• THE TASK: In the essay on TV news, could you reproduce the part that opens with "Today, the kid" and closes with "to FOX News).", changing "Food Network" to "Cooking Channel"?

• EXTRACTED TEXT:
I have reached the age where many of the celebrities, politicians and other well-known people of my youth have passed into the great beyond. This natural evolution struck me recently as I thought about the world as seen through the eyes of my 9 year old daughter. Specifically, I realized that she has no anchor (pun intended) to help her understand the events of the world.

Growing up, watching the nightly news was pretty standard for me. From Walter Cronkite to Dan Rather on CBS, and later Ted Koppel on Nightline, there is an image in my head of the voice of authority delivering the news of the day. My mental lens of history is shaped by my interaction with TV news.

Let’s just say, for the record, I watched a lot of TV growing up. I secretly believe my entire ability to deliver a sharp and funny line is due to my nightly training by Johnny Carson.

Today, the kid typically gets an hour a day of screen time. For the most part, that consists of wretched sitcoms on the Disney Channel (no more wretched, I suppose, then my watching Gomer Pyle, USMC) or animation (Phineas and Ferb is top-notch). On weekends we all get to watch competition shows on the Food Network.

There is no turning on the tube (there is no tube!) to watch the evening news because the news flows constantly through the Internet to one of the six screens I have available at any given time. It is only when major events happen that I tend to turn to MSNBC or CNN (or, if I need a laugh, to FOX News).

• DATA SEGMENT:
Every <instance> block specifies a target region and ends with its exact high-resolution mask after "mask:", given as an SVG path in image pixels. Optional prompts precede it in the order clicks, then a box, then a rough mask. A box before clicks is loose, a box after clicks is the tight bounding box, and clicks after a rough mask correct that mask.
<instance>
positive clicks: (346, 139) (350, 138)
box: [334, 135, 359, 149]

• ANSWER SECTION:
Today, the kid typically gets an hour a day of screen time. For the most part, that consists of wretched sitcoms on the Disney Channel (no more wretched, I suppose, then my watching Gomer Pyle, USMC) or animation (Phineas and Ferb is top-notch). On weekends we all get to watch competition shows on the Cooking Channel.

There is no turning on the tube (there is no tube!) to watch the evening news because the news flows constantly through the Internet to one of the six screens I have available at any given time. It is only when major events happen that I tend to turn to MSNBC or CNN (or, if I need a laugh, to FOX News).